Data records:

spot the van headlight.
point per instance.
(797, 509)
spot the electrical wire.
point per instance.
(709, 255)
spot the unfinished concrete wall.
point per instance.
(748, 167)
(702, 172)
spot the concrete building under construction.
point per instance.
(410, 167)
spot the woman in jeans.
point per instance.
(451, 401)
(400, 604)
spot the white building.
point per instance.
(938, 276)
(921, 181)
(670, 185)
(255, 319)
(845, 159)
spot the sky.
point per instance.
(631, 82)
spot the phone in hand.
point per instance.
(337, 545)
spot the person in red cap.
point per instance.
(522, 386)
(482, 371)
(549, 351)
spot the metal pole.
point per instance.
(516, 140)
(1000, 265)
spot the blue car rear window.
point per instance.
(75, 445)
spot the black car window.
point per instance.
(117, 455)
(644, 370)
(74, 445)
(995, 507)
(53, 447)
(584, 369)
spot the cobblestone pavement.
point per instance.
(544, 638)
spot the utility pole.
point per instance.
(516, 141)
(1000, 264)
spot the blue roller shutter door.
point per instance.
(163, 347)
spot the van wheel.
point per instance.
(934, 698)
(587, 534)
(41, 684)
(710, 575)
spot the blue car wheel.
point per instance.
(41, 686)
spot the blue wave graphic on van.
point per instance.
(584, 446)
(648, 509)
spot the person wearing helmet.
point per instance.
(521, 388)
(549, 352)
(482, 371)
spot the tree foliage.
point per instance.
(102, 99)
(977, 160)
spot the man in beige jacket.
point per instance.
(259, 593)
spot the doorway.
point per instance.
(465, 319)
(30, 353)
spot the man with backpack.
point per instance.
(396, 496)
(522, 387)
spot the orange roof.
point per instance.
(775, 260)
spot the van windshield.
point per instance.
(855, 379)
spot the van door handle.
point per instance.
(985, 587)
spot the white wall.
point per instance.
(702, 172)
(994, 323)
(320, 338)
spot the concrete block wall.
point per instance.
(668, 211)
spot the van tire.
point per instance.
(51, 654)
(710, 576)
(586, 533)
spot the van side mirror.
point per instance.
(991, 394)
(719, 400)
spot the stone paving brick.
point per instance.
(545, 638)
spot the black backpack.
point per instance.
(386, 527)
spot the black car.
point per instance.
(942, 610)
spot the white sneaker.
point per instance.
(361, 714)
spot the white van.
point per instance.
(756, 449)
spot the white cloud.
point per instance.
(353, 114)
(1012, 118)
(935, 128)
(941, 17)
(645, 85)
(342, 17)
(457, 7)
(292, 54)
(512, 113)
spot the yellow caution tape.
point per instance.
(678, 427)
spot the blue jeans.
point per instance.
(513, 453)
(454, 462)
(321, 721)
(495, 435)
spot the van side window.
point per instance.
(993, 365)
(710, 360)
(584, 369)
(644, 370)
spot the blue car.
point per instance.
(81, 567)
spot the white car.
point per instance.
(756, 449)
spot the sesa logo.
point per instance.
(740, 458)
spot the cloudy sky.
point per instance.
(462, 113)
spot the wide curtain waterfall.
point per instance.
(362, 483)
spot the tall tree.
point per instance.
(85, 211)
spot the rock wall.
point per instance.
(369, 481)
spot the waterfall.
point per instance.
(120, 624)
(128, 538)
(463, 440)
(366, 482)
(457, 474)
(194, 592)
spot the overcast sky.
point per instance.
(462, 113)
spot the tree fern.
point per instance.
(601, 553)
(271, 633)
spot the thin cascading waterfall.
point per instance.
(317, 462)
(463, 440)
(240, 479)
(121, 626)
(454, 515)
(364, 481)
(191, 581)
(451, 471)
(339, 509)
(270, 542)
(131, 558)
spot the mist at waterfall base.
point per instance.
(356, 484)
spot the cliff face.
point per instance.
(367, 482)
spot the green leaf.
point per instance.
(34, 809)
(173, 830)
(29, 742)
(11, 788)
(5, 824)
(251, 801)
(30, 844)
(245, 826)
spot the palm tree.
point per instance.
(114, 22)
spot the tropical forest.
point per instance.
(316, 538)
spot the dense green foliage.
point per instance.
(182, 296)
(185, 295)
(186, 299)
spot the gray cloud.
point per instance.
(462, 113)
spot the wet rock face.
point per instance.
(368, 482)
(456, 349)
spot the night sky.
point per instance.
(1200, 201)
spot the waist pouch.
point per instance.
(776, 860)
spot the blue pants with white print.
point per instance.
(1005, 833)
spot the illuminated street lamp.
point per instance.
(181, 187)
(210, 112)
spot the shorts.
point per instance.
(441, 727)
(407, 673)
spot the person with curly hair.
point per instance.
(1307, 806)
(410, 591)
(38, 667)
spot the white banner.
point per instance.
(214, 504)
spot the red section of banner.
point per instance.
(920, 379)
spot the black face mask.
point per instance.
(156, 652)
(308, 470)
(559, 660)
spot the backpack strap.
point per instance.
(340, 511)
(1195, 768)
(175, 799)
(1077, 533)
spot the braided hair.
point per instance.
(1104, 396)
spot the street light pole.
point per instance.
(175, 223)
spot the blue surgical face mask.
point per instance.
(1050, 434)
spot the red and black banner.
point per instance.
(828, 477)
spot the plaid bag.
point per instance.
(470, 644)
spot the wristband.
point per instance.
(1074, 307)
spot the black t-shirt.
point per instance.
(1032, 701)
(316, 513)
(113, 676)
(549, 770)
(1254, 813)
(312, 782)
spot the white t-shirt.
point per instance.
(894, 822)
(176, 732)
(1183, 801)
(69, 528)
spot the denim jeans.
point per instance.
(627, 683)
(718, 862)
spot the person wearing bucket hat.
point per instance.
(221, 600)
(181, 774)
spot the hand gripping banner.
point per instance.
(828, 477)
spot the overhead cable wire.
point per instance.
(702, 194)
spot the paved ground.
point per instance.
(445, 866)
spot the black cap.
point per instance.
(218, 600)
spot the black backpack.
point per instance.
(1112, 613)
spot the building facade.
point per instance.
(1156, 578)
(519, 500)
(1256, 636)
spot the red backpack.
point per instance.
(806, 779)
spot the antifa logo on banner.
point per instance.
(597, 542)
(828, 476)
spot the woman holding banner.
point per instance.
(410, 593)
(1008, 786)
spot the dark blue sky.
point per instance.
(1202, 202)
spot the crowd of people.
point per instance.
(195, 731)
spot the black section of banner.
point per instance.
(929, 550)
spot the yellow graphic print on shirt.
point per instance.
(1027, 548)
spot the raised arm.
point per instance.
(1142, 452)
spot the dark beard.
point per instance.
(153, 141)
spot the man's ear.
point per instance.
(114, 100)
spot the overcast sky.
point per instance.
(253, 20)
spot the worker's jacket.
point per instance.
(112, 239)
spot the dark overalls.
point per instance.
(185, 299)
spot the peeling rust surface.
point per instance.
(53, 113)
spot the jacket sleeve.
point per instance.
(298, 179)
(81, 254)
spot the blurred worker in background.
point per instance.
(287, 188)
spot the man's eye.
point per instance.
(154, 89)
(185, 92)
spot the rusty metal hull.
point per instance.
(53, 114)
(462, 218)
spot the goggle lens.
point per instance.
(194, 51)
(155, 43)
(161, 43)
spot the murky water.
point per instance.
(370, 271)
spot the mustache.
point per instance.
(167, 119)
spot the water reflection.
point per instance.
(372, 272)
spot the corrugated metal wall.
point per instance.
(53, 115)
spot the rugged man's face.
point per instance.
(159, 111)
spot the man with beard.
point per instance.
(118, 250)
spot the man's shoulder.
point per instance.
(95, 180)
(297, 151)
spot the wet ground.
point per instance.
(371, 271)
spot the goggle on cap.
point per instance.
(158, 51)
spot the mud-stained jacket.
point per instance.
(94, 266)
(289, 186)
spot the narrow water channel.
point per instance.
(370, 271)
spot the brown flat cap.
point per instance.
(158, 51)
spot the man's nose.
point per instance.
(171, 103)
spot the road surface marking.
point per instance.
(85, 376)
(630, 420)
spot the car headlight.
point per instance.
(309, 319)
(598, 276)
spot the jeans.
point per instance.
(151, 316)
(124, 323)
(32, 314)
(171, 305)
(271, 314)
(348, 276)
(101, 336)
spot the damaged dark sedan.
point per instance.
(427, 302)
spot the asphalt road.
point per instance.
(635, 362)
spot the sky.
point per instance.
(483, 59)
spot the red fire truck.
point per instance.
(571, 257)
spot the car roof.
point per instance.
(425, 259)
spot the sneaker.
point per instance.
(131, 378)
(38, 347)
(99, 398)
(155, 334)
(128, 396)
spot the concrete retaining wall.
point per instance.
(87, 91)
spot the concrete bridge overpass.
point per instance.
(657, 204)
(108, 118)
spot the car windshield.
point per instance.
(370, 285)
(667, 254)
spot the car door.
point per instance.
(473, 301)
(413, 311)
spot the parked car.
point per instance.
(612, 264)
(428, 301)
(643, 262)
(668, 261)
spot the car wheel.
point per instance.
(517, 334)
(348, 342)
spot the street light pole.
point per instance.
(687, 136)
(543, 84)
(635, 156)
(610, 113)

Your task:
Work out how many lines of the entries hold the word "woman", and write only that figure.

Written answer:
2